#### Source
F*&%! Where’d the Path Go?

David-Hockney-Woldgate-Wo-001

I’m confused about what comes next in life. It’s not just me. I see others struggling too. I’ve heard the following statements in just the last few weeks:

  • A friend: “I just want someone to tell me what job would be good for me.”
  • Someone thinking about changing jobs: “I’m paralyzed by a fear of a misstep.”
  • A 24-year-old: “I feel like I’ve squandered my life so far. What have I achieved?”

We worry about our place in the working world, and if we are making the right decisions (as if there is such a thing). We worry about which next step leads to the right ultimate goal. We struggle to figure out what are strengths are and how to use them. We worry that we are missing the right/best/perfect opportunity.

We are struggling to decide what is next in our lives and careers when there is no longer a path, no single road or well-marked junctions. Nothing is mapped out for us with any certainty (let alone smooth paving). No trail guide provided. That’s not how life works.

But life used to work that way, didn’t it? When we were young and in school, there was a prescribed path. There were requirements, curriculums, grades and advisors that kept us in line and on the map.

On my first day of high school orientation, hundreds of us packed into the large auditorium, fresh, eager and impressionable. The Assistant Principal, a large and round man (and also the coach of the bowling team), told us that we were, of course, all there to get into college. To do that, over the next four years we’d have to work hard, get good grades, and do lots of extra curriculars. Even then, we would not all get into Harvard (the presumed goal for all of us magnet students).
########
== Directions for this task ==
Rewrite the essay on career uncertainty from "On my first" to "us magnet students).", putting "chess club" in place of "bowling team". The lines after the essay play no part in this.
#### Data excerpt
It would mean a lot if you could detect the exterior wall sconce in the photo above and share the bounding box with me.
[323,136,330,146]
########
== Exercise response ==
On my first day of high school orientation, hundreds of us packed into the large auditorium, fresh, eager and impressionable. The Assistant Principal, a large and round man (and also the coach of the chess club), told us that we were, of course, all there to get into college. To do that, over the next four years we’d have to work hard, get good grades, and do lots of extra curriculars. Even then, we would not all get into Harvard (the presumed goal for all of us magnet students).